──────── PROVIDED ENTRIES ────────

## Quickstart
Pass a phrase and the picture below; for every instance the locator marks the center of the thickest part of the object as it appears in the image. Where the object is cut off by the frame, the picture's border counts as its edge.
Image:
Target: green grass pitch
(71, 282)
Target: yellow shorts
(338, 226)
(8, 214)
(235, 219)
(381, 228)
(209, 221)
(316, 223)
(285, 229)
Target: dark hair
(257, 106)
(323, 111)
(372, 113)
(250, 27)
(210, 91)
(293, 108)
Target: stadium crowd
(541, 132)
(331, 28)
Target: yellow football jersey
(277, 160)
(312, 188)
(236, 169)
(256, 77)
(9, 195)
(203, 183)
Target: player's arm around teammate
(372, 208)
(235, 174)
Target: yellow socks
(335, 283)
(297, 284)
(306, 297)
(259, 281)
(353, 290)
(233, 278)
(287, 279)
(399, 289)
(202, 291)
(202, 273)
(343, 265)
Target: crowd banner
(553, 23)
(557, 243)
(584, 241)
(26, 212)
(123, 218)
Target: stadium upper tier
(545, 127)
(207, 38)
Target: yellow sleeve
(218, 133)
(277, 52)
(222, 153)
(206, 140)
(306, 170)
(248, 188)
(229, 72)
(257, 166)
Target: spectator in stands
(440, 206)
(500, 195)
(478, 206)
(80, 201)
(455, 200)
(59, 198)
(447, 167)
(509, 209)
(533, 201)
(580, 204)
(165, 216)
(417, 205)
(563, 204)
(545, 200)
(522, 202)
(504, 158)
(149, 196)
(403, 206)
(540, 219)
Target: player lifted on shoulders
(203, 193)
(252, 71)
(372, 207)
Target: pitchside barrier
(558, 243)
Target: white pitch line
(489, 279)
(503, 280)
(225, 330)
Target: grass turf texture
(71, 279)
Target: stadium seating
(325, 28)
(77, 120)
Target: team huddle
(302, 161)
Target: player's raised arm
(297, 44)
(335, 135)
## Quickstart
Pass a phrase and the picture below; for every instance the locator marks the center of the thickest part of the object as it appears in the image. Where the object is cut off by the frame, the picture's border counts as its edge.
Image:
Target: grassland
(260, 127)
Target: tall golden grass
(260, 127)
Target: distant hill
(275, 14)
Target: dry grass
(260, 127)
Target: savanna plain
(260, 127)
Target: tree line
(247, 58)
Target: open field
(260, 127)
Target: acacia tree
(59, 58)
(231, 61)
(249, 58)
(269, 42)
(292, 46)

────────

Line by line, set down the material exactly as given.

## Quickstart
Pass a phrase and the picture below; for every instance the locator marks the center of the thickest part of the object as it appears in the image. Where the object is cut off by the frame, the picture's border counts as its edge.
Image:
Target: green grass pitch
(71, 282)
Target: yellow shorts
(338, 226)
(8, 214)
(235, 219)
(381, 228)
(209, 221)
(316, 223)
(285, 229)
Target: dark hair
(257, 106)
(323, 111)
(372, 113)
(250, 27)
(210, 91)
(293, 108)
Target: stadium crowd
(541, 132)
(331, 28)
Target: yellow football jersey
(277, 160)
(312, 188)
(236, 169)
(256, 77)
(9, 195)
(203, 183)
Target: player's arm around teammate
(372, 208)
(235, 174)
Target: yellow socks
(335, 283)
(297, 284)
(306, 297)
(259, 281)
(353, 290)
(233, 278)
(287, 279)
(399, 289)
(202, 291)
(202, 273)
(343, 265)
Target: crowd banner
(553, 23)
(557, 243)
(584, 241)
(26, 212)
(123, 218)
Target: stadium upper tier
(545, 127)
(207, 38)
Target: yellow sleeve
(218, 133)
(277, 52)
(222, 153)
(206, 140)
(306, 170)
(248, 188)
(229, 72)
(257, 166)
Target: spectator in stands
(440, 206)
(500, 195)
(478, 206)
(80, 201)
(455, 200)
(59, 198)
(447, 167)
(509, 209)
(533, 201)
(580, 204)
(165, 216)
(417, 205)
(563, 204)
(545, 200)
(522, 202)
(504, 158)
(149, 196)
(403, 206)
(540, 219)
Target: player lifted on shoulders
(203, 193)
(252, 71)
(372, 207)
Target: pitchside barrier
(558, 243)
Target: white pitch line
(489, 279)
(503, 280)
(225, 330)
Target: grass turf texture
(71, 279)
Target: stadium seating
(325, 28)
(77, 120)
Target: team huddle
(302, 161)
Target: player's raised arm
(297, 44)
(335, 135)
## Quickstart
Pass a phrase and the picture below; for every instance the locator marks the center of the thickest part of the object as it appears in the image. Where the object is cut off by the frame, the picture's border counts as its edge.
Image:
Target: grassland
(260, 127)
Target: tall golden grass
(260, 127)
Target: distant hill
(275, 14)
Target: dry grass
(260, 127)
Target: savanna plain
(260, 127)
Target: tree line
(247, 58)
Target: open field
(260, 127)
Target: acacia tree
(59, 58)
(231, 61)
(249, 58)
(269, 42)
(292, 46)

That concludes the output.